Stored data entries:
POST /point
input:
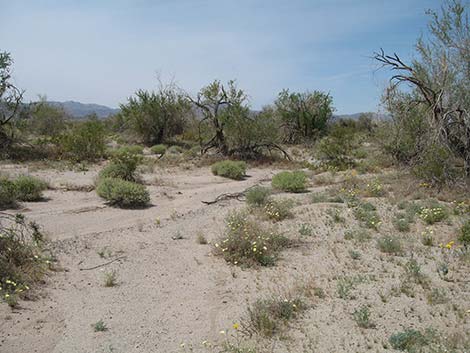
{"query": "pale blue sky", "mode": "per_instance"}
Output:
(102, 51)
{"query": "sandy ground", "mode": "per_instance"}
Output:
(173, 291)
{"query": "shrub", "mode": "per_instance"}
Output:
(22, 261)
(123, 193)
(389, 245)
(257, 196)
(246, 243)
(29, 188)
(158, 149)
(123, 166)
(86, 141)
(229, 169)
(464, 236)
(277, 210)
(268, 316)
(290, 181)
(366, 213)
(409, 340)
(8, 192)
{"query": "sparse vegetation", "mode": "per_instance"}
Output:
(123, 193)
(290, 181)
(229, 169)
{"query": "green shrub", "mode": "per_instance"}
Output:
(29, 188)
(8, 192)
(22, 261)
(123, 193)
(464, 236)
(158, 149)
(389, 245)
(409, 340)
(290, 181)
(122, 166)
(86, 141)
(268, 316)
(247, 243)
(367, 214)
(257, 196)
(278, 210)
(229, 169)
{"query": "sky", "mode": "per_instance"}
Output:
(102, 51)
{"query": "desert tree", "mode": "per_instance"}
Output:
(304, 116)
(155, 116)
(10, 99)
(438, 79)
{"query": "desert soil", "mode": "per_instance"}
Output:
(173, 292)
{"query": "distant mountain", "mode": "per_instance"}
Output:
(80, 110)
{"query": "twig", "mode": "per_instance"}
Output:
(105, 264)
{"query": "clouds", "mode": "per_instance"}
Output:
(102, 51)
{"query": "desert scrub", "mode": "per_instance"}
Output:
(366, 213)
(257, 196)
(464, 236)
(389, 245)
(247, 243)
(295, 181)
(22, 259)
(410, 340)
(123, 166)
(8, 193)
(278, 210)
(29, 188)
(362, 317)
(434, 213)
(229, 169)
(267, 317)
(123, 193)
(158, 149)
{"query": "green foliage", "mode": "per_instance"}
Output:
(337, 147)
(123, 165)
(86, 141)
(156, 116)
(8, 192)
(229, 169)
(278, 210)
(158, 149)
(29, 188)
(257, 196)
(247, 243)
(123, 193)
(366, 213)
(304, 116)
(22, 261)
(268, 316)
(410, 341)
(295, 181)
(464, 236)
(389, 245)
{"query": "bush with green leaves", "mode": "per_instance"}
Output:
(268, 316)
(158, 149)
(123, 165)
(85, 141)
(29, 188)
(8, 192)
(248, 243)
(123, 193)
(464, 236)
(295, 181)
(229, 169)
(22, 259)
(257, 196)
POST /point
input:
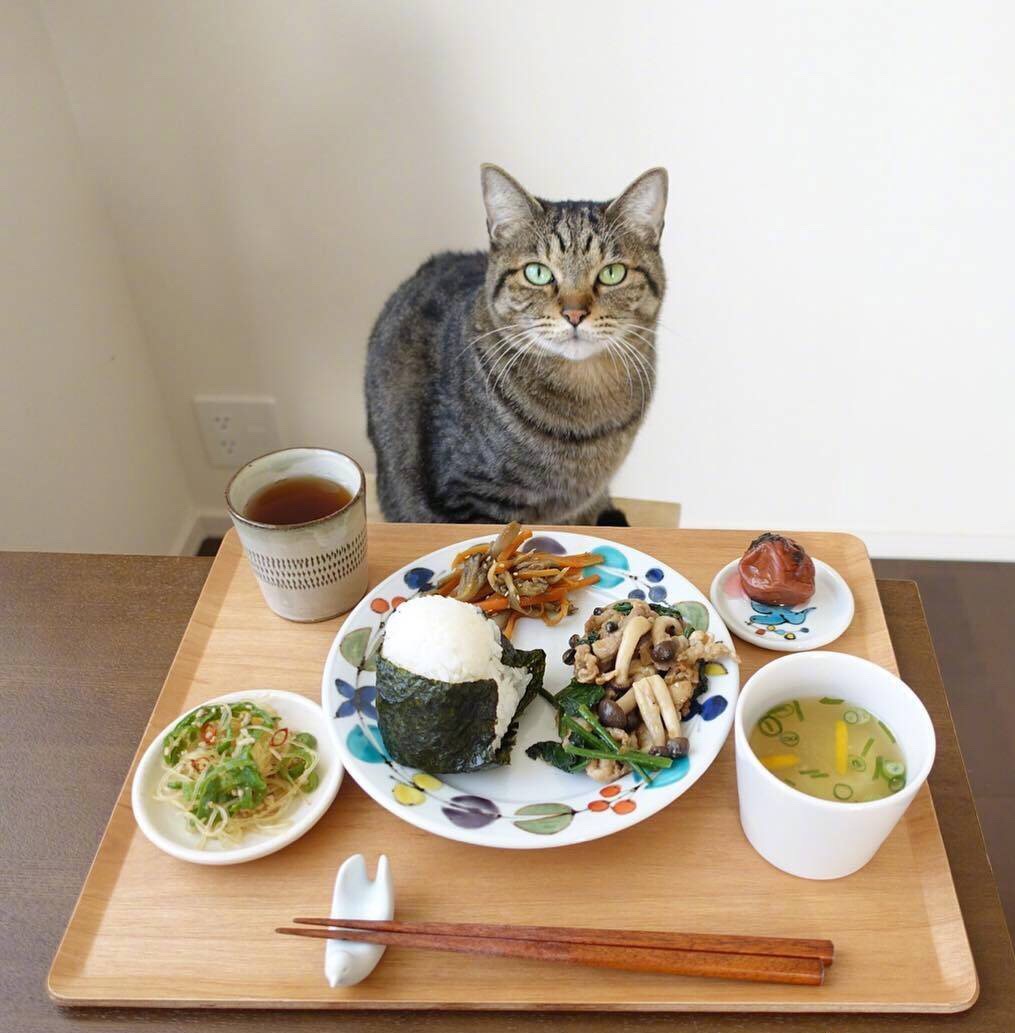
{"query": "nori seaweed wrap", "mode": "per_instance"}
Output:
(451, 726)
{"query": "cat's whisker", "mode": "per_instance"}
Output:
(612, 351)
(637, 335)
(614, 347)
(526, 347)
(641, 367)
(507, 354)
(474, 341)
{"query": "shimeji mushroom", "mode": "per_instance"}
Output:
(649, 711)
(633, 630)
(664, 627)
(670, 716)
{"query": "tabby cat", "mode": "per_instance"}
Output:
(510, 384)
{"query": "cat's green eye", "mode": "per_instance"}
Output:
(538, 274)
(613, 274)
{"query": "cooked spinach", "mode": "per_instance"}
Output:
(573, 696)
(448, 726)
(553, 753)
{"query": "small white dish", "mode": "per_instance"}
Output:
(356, 896)
(166, 826)
(788, 629)
(824, 839)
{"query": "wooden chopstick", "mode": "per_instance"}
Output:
(782, 946)
(754, 968)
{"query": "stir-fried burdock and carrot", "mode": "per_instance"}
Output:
(506, 582)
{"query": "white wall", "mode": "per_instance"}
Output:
(87, 460)
(839, 323)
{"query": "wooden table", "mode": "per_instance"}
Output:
(85, 643)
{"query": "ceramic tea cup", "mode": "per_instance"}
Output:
(825, 839)
(313, 570)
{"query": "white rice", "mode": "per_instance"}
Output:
(449, 640)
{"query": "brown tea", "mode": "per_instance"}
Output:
(296, 500)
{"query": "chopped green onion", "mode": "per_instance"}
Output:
(783, 710)
(886, 730)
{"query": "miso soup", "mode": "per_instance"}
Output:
(829, 748)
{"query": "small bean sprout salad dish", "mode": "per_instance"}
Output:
(236, 778)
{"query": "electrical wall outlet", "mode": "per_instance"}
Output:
(236, 430)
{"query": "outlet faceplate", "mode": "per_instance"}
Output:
(236, 430)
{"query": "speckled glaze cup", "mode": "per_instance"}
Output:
(307, 571)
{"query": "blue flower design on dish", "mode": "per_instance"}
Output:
(612, 557)
(366, 748)
(418, 578)
(712, 707)
(356, 700)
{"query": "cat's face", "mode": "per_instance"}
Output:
(574, 278)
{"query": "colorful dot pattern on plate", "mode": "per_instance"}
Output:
(352, 698)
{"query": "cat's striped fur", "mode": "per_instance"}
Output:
(484, 402)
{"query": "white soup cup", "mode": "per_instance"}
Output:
(822, 839)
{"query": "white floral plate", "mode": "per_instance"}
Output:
(787, 629)
(528, 804)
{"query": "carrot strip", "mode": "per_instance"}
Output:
(471, 551)
(450, 585)
(556, 594)
(513, 548)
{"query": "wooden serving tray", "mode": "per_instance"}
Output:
(149, 930)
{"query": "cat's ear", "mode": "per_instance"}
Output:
(509, 206)
(642, 207)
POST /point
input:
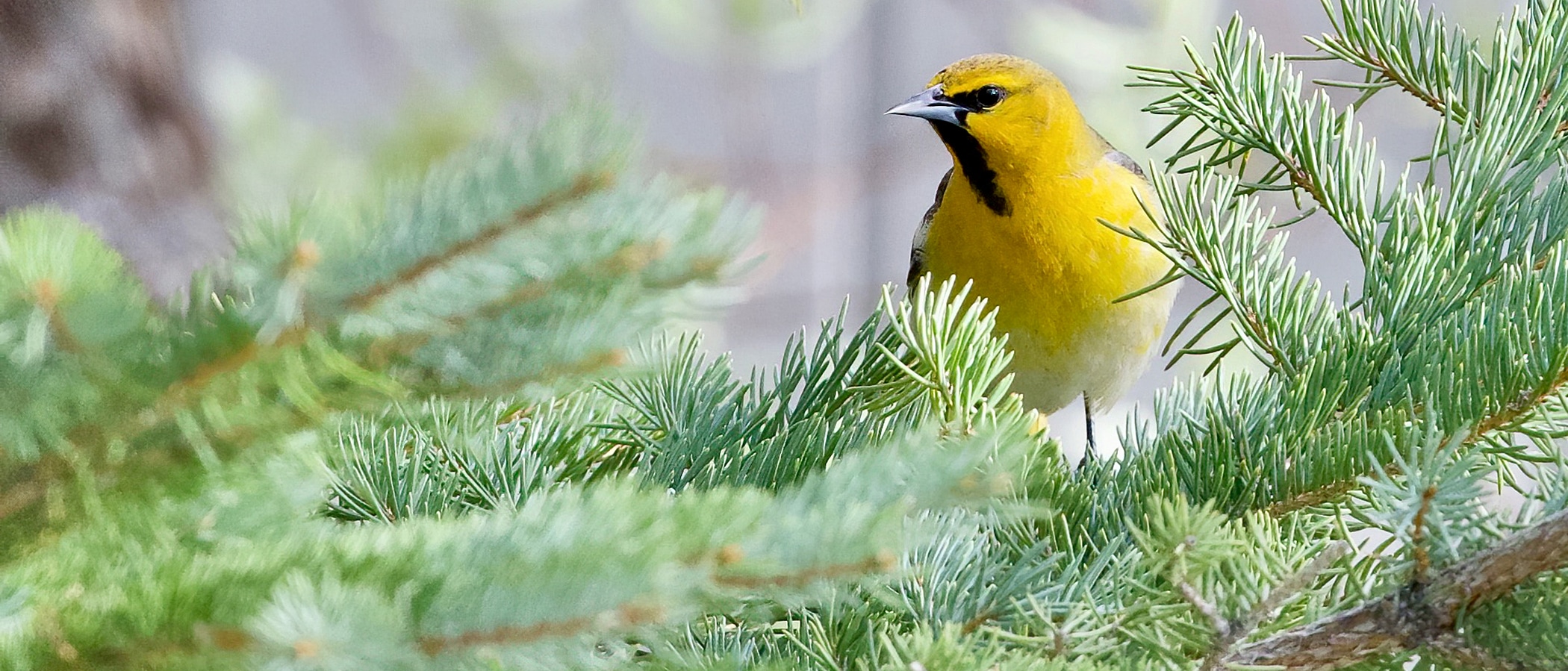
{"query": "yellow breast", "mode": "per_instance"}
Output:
(1053, 272)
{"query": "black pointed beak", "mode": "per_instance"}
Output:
(932, 105)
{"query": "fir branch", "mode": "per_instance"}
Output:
(581, 187)
(1413, 618)
(628, 615)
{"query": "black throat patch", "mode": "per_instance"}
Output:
(971, 160)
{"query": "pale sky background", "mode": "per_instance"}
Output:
(778, 105)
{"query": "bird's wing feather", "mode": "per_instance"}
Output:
(1126, 162)
(1116, 155)
(918, 250)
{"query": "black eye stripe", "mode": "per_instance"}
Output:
(979, 99)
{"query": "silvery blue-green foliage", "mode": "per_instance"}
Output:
(370, 490)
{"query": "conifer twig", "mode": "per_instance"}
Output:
(579, 189)
(1413, 618)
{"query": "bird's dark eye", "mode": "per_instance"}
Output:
(989, 96)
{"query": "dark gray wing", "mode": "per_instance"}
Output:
(918, 250)
(1126, 162)
(1116, 155)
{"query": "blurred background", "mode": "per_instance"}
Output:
(198, 113)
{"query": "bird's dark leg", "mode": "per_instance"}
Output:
(1089, 431)
(1089, 424)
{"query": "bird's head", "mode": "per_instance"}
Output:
(1010, 107)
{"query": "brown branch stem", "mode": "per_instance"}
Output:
(524, 216)
(1418, 617)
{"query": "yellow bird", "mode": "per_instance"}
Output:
(1020, 213)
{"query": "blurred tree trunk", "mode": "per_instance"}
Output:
(96, 116)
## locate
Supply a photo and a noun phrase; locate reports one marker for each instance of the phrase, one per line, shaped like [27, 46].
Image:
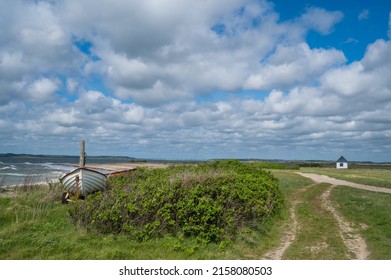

## Goal of the exercise:
Only the entries themselves should be output, word for word, with all pictures omitted.

## Result of the task:
POST /point
input:
{"query": "pale blue sky", "mode": "per_instance"}
Output:
(102, 51)
{"query": "sandy ground", "mode": "per_instance"}
Output:
(173, 291)
{"query": "shrub", "mode": "per_instance"}
Output:
(22, 261)
(123, 193)
(389, 245)
(257, 196)
(246, 243)
(29, 188)
(158, 149)
(123, 166)
(86, 141)
(229, 169)
(464, 236)
(277, 210)
(268, 316)
(290, 181)
(366, 213)
(409, 340)
(8, 192)
{"query": "sparse vegetation", "mode": "per_instance"}
Output:
(123, 193)
(290, 181)
(229, 169)
{"query": "green shrub", "mode": "per_instance"}
Output:
(29, 188)
(8, 192)
(22, 261)
(123, 193)
(464, 236)
(158, 149)
(389, 245)
(409, 340)
(290, 181)
(122, 166)
(86, 141)
(268, 316)
(247, 243)
(367, 214)
(257, 196)
(278, 210)
(229, 169)
{"query": "sky", "mode": "per_instance"}
Output:
(102, 51)
{"query": "desert tree", "mode": "per_instance"}
Output:
(304, 116)
(155, 116)
(10, 99)
(438, 79)
{"query": "desert soil", "mode": "per_instance"}
Output:
(173, 292)
{"query": "distant mountain", "mode": "per_instance"}
Output:
(80, 110)
{"query": "twig", "mode": "per_instance"}
Output:
(105, 264)
{"query": "clouds", "mode": "per_instance"}
Output:
(102, 51)
{"query": "desert scrub", "mode": "per_instance"}
Output:
(366, 213)
(257, 196)
(464, 236)
(389, 245)
(247, 243)
(295, 181)
(22, 259)
(410, 340)
(123, 166)
(8, 193)
(278, 210)
(29, 188)
(362, 317)
(434, 213)
(229, 169)
(267, 317)
(123, 193)
(158, 149)
{"query": "green foliage", "mode": "per_instance"}
Output:
(337, 147)
(123, 165)
(86, 141)
(156, 116)
(8, 192)
(229, 169)
(278, 210)
(158, 149)
(29, 188)
(257, 196)
(247, 243)
(123, 193)
(366, 213)
(304, 116)
(22, 261)
(268, 316)
(410, 341)
(295, 181)
(464, 236)
(389, 245)
{"query": "bush with green leaves", "mode": "per_instance"}
Output:
(268, 316)
(158, 149)
(123, 165)
(85, 141)
(29, 188)
(8, 192)
(248, 243)
(123, 193)
(464, 236)
(295, 181)
(229, 169)
(22, 259)
(257, 196)
POST /point
input:
{"query": "nori seaweed wrap", "mode": "per_instance"}
Output:
(451, 726)
{"query": "cat's whisker", "mode": "per_instance"}
Output:
(612, 351)
(637, 335)
(614, 347)
(526, 347)
(641, 367)
(507, 354)
(474, 341)
{"query": "shimeji mushroom", "mode": "per_instance"}
Output:
(649, 711)
(633, 630)
(664, 627)
(670, 716)
{"query": "tabby cat", "mode": "per_instance"}
Output:
(510, 384)
{"query": "cat's green eye", "mode": "per_instance"}
Output:
(538, 274)
(613, 274)
{"query": "cooked spinach", "mode": "per_instance"}
Output:
(573, 696)
(448, 726)
(553, 753)
{"query": "small white dish", "mode": "per_instance"}
Output:
(356, 896)
(166, 826)
(788, 629)
(824, 839)
{"query": "wooden chopstick", "mode": "per_instance"}
Output:
(782, 946)
(754, 968)
{"query": "stir-fried burdock and carrot", "mode": "per_instance"}
Output:
(506, 582)
{"query": "white wall", "mode": "per_instance"}
Output:
(87, 460)
(839, 323)
{"query": "wooden table", "mode": "per_instance"}
Output:
(85, 643)
{"query": "ceramic tea cup", "mode": "per_instance"}
Output:
(825, 839)
(313, 570)
{"query": "white rice", "mode": "per_instance"}
Output:
(449, 640)
{"query": "brown tea", "mode": "per_instance"}
Output:
(296, 500)
{"query": "chopped green onion", "mode": "per_instance"}
Output:
(783, 710)
(886, 730)
{"query": "miso soup", "mode": "per_instance"}
Output:
(829, 748)
{"query": "small bean sprout salad dish", "mode": "per_instance"}
Output:
(236, 778)
{"query": "electrical wall outlet", "mode": "per_instance"}
Output:
(236, 430)
{"query": "outlet faceplate", "mode": "per_instance"}
Output:
(236, 430)
{"query": "speckled glaze cup", "mode": "per_instance"}
Output:
(307, 571)
{"query": "blue flower design on dish", "mode": "per_instance"}
Output:
(612, 557)
(366, 748)
(418, 578)
(712, 707)
(356, 700)
{"query": "cat's face", "mode": "per_instance"}
Output:
(574, 278)
{"query": "colorful dot pattern on plate", "mode": "per_instance"}
Output:
(352, 698)
{"query": "cat's striped fur", "mode": "per_instance"}
Output:
(484, 402)
{"query": "white soup cup", "mode": "per_instance"}
Output:
(822, 839)
{"query": "white floral plate", "mode": "per_instance"}
Output:
(787, 629)
(528, 804)
{"query": "carrot strip", "mode": "per_instance"}
Output:
(471, 551)
(450, 585)
(556, 594)
(513, 548)
{"query": "wooden serving tray", "mode": "per_instance"}
Output:
(149, 930)
{"query": "cat's ear", "mode": "per_instance"}
Output:
(509, 206)
(642, 207)
POST /point
input:
{"query": "yellow breast", "mode": "per_instance"}
Output:
(1053, 272)
{"query": "black pointed beak", "mode": "per_instance"}
Output:
(932, 105)
{"query": "fir branch", "mode": "per_instance"}
Output:
(581, 187)
(1413, 618)
(628, 615)
{"query": "black throat patch", "mode": "per_instance"}
Output:
(971, 160)
{"query": "pale sky background", "mode": "per_instance"}
Output:
(778, 105)
{"query": "bird's wing feather", "mode": "per_instance"}
Output:
(1126, 162)
(1116, 155)
(918, 250)
{"query": "black eye stripe", "mode": "per_instance"}
Output:
(979, 99)
{"query": "silvery blue-green foliage", "mode": "per_instance"}
Output:
(370, 490)
{"query": "conifer twig", "mode": "per_instance"}
Output:
(579, 189)
(1413, 618)
{"query": "bird's dark eye", "mode": "per_instance"}
Output:
(989, 96)
{"query": "dark gray wing", "mode": "per_instance"}
Output:
(918, 250)
(1126, 162)
(1116, 155)
{"query": "blurred background", "mode": "per_instance"}
Output:
(198, 113)
{"query": "bird's dark leg", "mode": "per_instance"}
Output:
(1089, 431)
(1089, 424)
{"query": "bird's head", "mode": "per_instance"}
Output:
(1010, 107)
{"query": "brown branch stem", "mode": "per_instance"}
Output:
(524, 216)
(1418, 617)
{"query": "yellow bird", "mode": "per_instance"}
Output:
(1020, 213)
{"query": "blurred tree trunk", "mode": "per_instance"}
Output:
(96, 116)
## locate
Supply a photo and a noun phrase; locate reports one marker for each instance of the phrase, one per line, shaped like [27, 46].
Image:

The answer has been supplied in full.